Find the line below that contains "Query: beetle snout". Transcribe it and every line after it exactly, adding nothing.

Referring expression pointing data

- Opening Delimiter -

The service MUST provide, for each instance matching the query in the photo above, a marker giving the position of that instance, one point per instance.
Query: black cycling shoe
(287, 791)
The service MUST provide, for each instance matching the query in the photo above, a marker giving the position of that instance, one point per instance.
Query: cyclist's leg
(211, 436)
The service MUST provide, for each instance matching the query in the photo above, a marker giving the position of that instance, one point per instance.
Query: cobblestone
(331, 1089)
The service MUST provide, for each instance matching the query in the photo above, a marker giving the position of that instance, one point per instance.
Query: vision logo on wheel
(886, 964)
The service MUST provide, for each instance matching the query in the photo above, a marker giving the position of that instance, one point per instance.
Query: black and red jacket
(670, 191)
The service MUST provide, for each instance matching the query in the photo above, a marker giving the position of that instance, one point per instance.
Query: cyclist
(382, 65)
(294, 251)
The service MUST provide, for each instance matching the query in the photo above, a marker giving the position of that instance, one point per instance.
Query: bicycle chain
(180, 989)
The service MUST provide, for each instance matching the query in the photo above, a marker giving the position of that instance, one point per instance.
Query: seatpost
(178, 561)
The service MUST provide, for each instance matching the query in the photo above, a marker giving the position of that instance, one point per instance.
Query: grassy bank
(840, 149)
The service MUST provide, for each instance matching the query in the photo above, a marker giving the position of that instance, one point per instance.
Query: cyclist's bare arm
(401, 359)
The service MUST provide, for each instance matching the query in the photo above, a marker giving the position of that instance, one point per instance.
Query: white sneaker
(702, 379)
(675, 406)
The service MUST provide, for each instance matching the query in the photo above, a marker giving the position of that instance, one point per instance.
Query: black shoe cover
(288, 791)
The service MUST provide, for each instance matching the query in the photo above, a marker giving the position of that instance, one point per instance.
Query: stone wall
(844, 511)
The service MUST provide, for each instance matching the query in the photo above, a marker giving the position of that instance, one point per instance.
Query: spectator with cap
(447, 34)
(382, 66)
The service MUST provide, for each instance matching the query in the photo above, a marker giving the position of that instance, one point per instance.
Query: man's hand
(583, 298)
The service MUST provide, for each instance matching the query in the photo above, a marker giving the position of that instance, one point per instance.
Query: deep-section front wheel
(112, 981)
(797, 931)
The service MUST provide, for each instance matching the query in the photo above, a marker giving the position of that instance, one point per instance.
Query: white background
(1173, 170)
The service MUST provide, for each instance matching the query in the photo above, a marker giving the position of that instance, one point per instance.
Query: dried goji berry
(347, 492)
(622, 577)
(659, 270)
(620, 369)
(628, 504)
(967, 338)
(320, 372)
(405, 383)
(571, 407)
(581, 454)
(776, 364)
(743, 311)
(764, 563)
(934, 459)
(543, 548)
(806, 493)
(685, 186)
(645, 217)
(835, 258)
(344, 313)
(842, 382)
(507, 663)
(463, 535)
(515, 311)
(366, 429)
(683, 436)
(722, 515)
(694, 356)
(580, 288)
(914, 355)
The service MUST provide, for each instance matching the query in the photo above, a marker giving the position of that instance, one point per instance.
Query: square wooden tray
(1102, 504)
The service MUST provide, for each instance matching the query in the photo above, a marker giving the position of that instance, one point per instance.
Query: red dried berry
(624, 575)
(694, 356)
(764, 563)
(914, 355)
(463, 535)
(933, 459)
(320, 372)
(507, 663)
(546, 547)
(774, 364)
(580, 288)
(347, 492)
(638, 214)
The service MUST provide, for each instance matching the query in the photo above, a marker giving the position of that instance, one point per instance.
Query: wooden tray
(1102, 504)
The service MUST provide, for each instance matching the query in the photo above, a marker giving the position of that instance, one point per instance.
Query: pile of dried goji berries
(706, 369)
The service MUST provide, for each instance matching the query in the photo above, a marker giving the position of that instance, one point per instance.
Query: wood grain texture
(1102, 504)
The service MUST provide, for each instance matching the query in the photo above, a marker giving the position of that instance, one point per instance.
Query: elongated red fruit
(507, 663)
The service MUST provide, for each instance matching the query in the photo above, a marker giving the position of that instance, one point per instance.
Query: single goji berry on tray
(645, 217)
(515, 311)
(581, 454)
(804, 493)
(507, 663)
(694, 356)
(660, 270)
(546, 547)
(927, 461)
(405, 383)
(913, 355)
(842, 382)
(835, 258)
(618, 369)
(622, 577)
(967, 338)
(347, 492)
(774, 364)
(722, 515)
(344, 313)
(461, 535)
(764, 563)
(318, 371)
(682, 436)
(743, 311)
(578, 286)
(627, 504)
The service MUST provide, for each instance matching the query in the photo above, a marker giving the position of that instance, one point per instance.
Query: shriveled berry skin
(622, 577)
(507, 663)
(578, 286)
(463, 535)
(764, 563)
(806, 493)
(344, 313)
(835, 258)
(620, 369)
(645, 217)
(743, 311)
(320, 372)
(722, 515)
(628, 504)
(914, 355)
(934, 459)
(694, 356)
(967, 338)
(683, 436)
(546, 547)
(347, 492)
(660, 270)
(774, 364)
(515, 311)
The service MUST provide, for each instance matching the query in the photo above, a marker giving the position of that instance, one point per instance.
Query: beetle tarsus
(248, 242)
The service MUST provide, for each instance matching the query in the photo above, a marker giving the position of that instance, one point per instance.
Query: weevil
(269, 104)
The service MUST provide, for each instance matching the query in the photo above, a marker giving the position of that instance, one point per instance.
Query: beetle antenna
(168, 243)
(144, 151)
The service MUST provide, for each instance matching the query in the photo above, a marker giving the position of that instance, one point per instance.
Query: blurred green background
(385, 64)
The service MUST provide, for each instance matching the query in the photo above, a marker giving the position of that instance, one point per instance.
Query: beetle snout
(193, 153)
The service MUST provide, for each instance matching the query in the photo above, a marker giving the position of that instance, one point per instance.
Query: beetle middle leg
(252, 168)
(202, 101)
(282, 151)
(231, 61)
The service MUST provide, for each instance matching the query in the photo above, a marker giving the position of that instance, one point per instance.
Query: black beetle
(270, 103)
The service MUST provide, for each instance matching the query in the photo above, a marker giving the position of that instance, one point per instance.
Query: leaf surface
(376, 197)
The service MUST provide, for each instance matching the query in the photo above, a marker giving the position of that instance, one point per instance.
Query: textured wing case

- Closing Delimiter -

▶ _THE ANSWER_:
Query: beetle snout
(193, 153)
The service MUST provide, for each instance matching the query in the photo above, a marker giving the position of that instance, one point per instance.
Query: beetle middle leg
(252, 168)
(202, 101)
(282, 151)
(231, 61)
The service MUST provide, for each instance matching the query in the photo above, a marker giving the position of that instance, one point per instance.
Query: black beetle
(270, 103)
The service MUST provide, for each instance matching the query in the photo above, a marker giving the position of that instance, one point per instance.
Query: leaf surface
(376, 197)
The service MUST provide, for each instance matching the query in the photo above, a marker giving the position of that instance, one point per instance.
Query: textured wing case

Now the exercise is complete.